WHAT TO WORK ON => Copy every entry word for word. Skip the pictures.

[AVAILABLE RECORDS start]

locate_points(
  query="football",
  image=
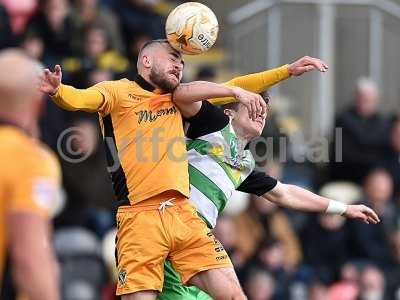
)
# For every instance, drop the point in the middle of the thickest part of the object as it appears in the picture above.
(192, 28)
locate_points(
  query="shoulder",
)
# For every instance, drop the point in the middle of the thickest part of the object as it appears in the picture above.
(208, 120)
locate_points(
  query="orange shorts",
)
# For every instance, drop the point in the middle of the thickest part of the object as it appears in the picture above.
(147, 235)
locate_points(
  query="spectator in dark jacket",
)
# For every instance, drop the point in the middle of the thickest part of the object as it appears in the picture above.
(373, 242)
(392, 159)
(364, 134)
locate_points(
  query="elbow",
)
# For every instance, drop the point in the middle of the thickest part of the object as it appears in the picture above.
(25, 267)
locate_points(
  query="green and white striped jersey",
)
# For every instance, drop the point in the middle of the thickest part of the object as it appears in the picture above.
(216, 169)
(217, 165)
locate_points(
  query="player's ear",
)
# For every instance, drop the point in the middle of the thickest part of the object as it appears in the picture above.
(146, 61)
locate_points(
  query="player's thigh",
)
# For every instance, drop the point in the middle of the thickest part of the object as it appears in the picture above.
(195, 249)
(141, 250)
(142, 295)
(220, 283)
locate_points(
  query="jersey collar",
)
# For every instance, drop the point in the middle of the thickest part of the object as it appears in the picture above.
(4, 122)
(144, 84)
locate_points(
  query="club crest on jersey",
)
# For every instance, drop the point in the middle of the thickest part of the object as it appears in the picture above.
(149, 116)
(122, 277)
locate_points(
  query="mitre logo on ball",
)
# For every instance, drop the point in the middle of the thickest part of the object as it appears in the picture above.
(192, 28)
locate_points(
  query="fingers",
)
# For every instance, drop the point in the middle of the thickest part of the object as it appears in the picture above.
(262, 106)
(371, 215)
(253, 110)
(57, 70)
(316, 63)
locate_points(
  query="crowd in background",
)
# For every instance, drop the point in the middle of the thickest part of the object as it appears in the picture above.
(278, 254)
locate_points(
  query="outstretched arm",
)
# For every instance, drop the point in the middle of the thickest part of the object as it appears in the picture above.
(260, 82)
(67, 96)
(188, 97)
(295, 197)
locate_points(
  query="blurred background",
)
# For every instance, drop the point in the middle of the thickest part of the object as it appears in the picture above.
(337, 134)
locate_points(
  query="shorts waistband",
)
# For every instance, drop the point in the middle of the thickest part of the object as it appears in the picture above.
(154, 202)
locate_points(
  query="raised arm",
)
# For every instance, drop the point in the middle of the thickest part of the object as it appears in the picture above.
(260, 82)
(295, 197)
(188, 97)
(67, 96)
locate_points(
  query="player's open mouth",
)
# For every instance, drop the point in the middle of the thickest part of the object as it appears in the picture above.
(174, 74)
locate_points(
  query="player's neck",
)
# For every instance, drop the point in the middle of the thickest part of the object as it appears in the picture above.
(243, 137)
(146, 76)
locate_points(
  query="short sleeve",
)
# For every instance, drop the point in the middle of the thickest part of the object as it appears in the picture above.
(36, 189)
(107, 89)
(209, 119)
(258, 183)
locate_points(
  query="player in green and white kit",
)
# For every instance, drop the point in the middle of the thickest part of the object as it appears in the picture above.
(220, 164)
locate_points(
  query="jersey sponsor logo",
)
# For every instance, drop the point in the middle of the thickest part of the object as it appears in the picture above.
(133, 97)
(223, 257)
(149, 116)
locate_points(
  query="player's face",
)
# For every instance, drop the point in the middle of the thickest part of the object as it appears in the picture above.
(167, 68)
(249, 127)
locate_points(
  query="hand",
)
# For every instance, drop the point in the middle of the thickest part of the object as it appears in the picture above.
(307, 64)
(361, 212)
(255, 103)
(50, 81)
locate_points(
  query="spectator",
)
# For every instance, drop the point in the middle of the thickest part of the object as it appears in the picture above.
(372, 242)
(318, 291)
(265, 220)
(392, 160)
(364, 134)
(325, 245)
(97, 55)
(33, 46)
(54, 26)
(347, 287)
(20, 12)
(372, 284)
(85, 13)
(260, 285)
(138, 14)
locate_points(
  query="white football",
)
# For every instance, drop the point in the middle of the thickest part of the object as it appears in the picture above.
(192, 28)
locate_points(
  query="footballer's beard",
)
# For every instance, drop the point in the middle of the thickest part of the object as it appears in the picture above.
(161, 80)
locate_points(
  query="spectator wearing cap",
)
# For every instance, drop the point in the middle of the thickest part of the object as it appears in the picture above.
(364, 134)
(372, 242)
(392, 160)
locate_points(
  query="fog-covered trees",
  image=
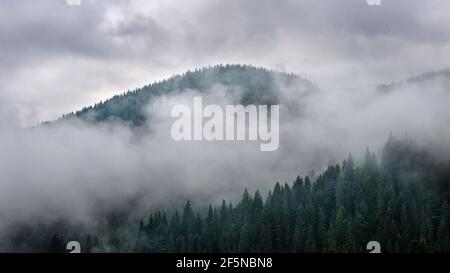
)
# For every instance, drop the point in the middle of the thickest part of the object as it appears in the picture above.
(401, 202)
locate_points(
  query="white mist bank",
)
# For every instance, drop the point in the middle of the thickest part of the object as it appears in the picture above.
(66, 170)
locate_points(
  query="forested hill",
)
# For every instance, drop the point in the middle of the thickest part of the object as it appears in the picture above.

[AVAILABLE RECORDS end]

EXERCISE RESULT =>
locate_points(
  query="football",
  image=
)
# For every instance, drop the point in the middle of the thickest part of the object as it appears in the picture above.
(192, 28)
locate_points(
  query="shoulder",
)
# For every instance, drop the point in the middle of the thickest part of the object as it appears in the picture above.
(208, 120)
locate_points(
  query="orange shorts",
)
# For every instance, drop the point in the middle of the thickest part of the object as it appears in the picture above.
(147, 235)
locate_points(
  query="spectator in dark jacket",
)
# For every instance, drop the point in the middle of the thickest part of the object as it appears in the picture above.
(373, 242)
(392, 159)
(364, 134)
locate_points(
  query="elbow",
)
# For every instance, drop the point in the middle of the thickest part of the object as it appears in the picture above.
(25, 267)
locate_points(
  query="green and white striped jersey",
)
# For every instance, drop the point in the middle of the thickest part of the object as it appears in the picture above.
(216, 169)
(217, 165)
locate_points(
  query="player's ear",
)
# For every instance, drop the point in the middle of the thickest part of the object as it appears in the picture above.
(146, 61)
locate_points(
  query="player's thigh",
)
# For every instance, drop the point in the middle of the thickest part of the object as it appears in the picture above.
(195, 249)
(141, 250)
(142, 295)
(220, 283)
locate_points(
  query="jersey collar",
)
# For every instance, drop the point in the middle of the thickest part of the object as it appears in the picture above.
(4, 122)
(144, 84)
locate_points(
  query="club crest on jersey",
)
# For every instance, drop the point in the middle of the thickest part of the object as it appears in the picture above.
(149, 116)
(122, 277)
locate_points(
  query="mitre logo on ball",
)
# For every instance, drop the point in the middle of the thickest part of the object as it appears in the picture above.
(192, 28)
locate_points(
  query="fingers",
)
# For every instance, drop the point in the middle of the thickest part of the object as it appears in the picture above.
(262, 106)
(371, 215)
(253, 110)
(57, 70)
(316, 63)
locate_points(
  query="crowd in background",
)
# For every instance, drop the point in the middle of the thickest part of the object as it appears in the picture above.
(278, 254)
locate_points(
  query="outstretched arm",
)
# For every instance, drop the point in the middle of the thickest part of the object as it appears in the picture above.
(260, 82)
(67, 96)
(188, 97)
(295, 197)
locate_points(
  query="blurred background",
)
# For every instance, drop the point in the middle of the thickest part of the object as it appears in the picture above.
(337, 134)
locate_points(
  query="shorts waistband",
)
# For every instance, drop the point in the middle of the thickest part of the object as it appears in the picture above.
(154, 202)
locate_points(
  query="raised arm",
)
# For every instance, drop the point in the middle of the thickest part of the object as it appears in the picture above.
(260, 82)
(295, 197)
(188, 97)
(67, 96)
locate_points(
  query="player's open mouth",
)
# For every instance, drop the point in the middle of the thickest part of the object as it appears in the picture above.
(174, 74)
locate_points(
  query="player's neck",
)
# For every instance, drop the point in the middle of the thickest part of the object as it appears in the picture above.
(243, 137)
(146, 76)
locate_points(
  query="short sleeve",
)
# For every instance, drop the point in the middle of the thickest part of the object as it appears in the picture above.
(36, 189)
(107, 89)
(209, 119)
(258, 183)
locate_points(
  query="player in green and white kit",
)
# For every instance, drop the point in the middle of the thickest part of the object as it appears in the picture above.
(220, 164)
locate_points(
  query="jersey sponsor logo",
)
# For every instance, drop the point in the middle of the thickest part of the object as it appears in the picture above.
(133, 97)
(223, 257)
(149, 116)
locate_points(
  query="player's face",
)
# For every instance, drop the point in the middle of the thickest part of the object as it appears in the picture above.
(167, 68)
(249, 127)
locate_points(
  query="hand",
)
# For every instance, drop the point in the middle of the thickest part of the object as it appears in the picture above.
(307, 64)
(361, 212)
(255, 103)
(50, 81)
locate_points(
  query="spectator",
)
# For every instance, drop the point in the middle of the thickest part of the object as it appears in the picture above.
(372, 242)
(318, 291)
(265, 220)
(392, 160)
(364, 134)
(325, 245)
(97, 55)
(33, 46)
(54, 26)
(347, 287)
(20, 12)
(372, 284)
(85, 13)
(260, 285)
(138, 14)
locate_points(
  query="white football",
)
# For every instance, drop the point in the middle of the thickest part of the object as it appears in the picture above.
(192, 28)
locate_points(
  query="footballer's beard",
)
# For every instance, drop the point in the middle of the thickest part of the object as it appears in the picture above.
(161, 80)
locate_points(
  query="spectator wearing cap",
)
# For every instance, drop the point in the middle of the thickest part of the object as it appears in the picture above.
(364, 134)
(372, 242)
(392, 160)
locate_points(
  query="fog-covered trees",
  image=
)
# For every instance, drop the point in the middle of the thickest part of the object as it appears in the picture above.
(401, 202)
locate_points(
  query="white mist bank",
)
# For every instance, drop the point in the middle of the thickest part of the object as it appears in the picture above.
(66, 170)
locate_points(
  query="forested hill",
)
# For every instance, drop the point in the middle of the thickest part of the object as it appears in the picture above.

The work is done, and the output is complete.